» SELECTED EXCERPT:
What we need is a way to be able to sell server "apps" in a way where they can
be monetized. Right now it's really hard to sell the application without
providing the service as well because they're too hard to install.

------
205guy
I find the number of Google "so-what" apologists rather striking in this
thread. Not saying the OP did it right or did the right thing, but as a life
experiment, it seems honorable. Personally, I find Google's omni-presence a
bit scary as well. I never adopted gmail (except as a throw-away address to
sign up with HN and other websites :-). The other service OP didn't mention is
Google Analytics: so I tell Google everything about my site, then I expect it
to broker ads for me honestly?

In addition to the personal tracking, I really agree with the following quote
from the OP:

"I find that Google and SEO and tracking have soiled the web in unbelievable
ways. Google has imposed a constraint on content through its ad business that
I can't get away from, because content is trying to adapt to Google so it can
be found, but especially because content becomes monetized in doing so-- to
the detriment of us all."

» DATA SECTION:
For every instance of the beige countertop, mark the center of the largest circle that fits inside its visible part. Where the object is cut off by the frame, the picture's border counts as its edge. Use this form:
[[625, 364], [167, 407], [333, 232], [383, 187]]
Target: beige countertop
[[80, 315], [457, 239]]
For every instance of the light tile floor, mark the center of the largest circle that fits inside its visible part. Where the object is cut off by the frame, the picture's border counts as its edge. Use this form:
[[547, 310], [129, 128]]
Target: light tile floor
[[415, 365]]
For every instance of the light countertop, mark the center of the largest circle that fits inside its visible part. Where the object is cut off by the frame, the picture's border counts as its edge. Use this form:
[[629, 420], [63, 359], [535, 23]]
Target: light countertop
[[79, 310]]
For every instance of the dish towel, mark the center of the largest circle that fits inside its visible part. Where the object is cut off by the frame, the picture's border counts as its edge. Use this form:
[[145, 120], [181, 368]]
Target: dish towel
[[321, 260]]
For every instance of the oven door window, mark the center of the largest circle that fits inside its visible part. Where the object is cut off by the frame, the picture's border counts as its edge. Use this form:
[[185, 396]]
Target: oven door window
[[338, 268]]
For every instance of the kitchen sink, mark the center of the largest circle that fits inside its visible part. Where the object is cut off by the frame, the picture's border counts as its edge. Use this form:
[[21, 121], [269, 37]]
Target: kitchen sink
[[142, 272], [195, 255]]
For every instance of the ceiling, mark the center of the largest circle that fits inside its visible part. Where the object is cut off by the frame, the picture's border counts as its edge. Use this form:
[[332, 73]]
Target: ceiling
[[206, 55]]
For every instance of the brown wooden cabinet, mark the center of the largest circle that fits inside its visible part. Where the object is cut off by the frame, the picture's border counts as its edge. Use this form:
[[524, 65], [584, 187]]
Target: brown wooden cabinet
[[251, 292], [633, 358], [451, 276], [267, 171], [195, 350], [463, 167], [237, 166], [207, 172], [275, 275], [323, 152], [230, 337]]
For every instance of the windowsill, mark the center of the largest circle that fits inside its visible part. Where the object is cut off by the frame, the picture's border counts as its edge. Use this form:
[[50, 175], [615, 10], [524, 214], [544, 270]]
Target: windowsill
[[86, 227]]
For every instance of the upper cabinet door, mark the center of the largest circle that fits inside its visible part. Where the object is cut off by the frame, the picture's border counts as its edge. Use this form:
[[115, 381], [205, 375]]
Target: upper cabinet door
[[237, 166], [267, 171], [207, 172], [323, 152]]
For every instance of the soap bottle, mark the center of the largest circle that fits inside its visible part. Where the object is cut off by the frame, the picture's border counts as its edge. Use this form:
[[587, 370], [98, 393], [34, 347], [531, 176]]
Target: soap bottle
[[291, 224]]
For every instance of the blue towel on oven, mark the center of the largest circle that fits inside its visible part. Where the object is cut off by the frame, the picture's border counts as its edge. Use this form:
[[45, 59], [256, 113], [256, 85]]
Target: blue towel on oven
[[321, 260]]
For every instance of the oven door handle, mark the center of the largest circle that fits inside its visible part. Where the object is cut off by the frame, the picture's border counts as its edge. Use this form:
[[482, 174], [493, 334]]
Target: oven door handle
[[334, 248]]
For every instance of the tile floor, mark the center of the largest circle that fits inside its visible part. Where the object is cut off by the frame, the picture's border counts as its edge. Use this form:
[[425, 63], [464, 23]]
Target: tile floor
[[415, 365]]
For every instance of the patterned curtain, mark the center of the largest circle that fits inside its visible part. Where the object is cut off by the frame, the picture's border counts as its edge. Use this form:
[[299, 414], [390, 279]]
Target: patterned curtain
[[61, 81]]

» EXERCISES:
1. In the forum thread:
(a) Why is it hard to sell a server application without also providing the service?
(b) What did 205guy use gmail for?
(c) Which Google service does 205guy say the OP didn't mention?
2. Can you turn the records into a numbered list, from the line containing "For every instance of the oven door handle, mark" through the end of the records, both ends included and blank lines left out?

» ANSWERS TO THE EXERCISE:
1.
(a) The applications are too hard to install.
(b) Only as a throw-away address to sign up with HN and other websites.
(c) Google Analytics.

2.
1. For every instance of the oven door handle, mark the center of the largest circle that fits inside its visible part. Where the object is cut off by the frame, the picture's border counts as its edge. Use this form:
2. [[482, 174], [493, 334]]
3. Target: oven door handle
4. [[334, 248]]
5. For every instance of the tile floor, mark the center of the largest circle that fits inside its visible part. Where the object is cut off by the frame, the picture's border counts as its edge. Use this form:
6. [[425, 63], [464, 23]]
7. Target: tile floor
8. [[415, 365]]
9. For every instance of the patterned curtain, mark the center of the largest circle that fits inside its visible part. Where the object is cut off by the frame, the picture's border counts as its edge. Use this form:
10. [[299, 414], [390, 279]]
11. Target: patterned curtain
12. [[61, 81]]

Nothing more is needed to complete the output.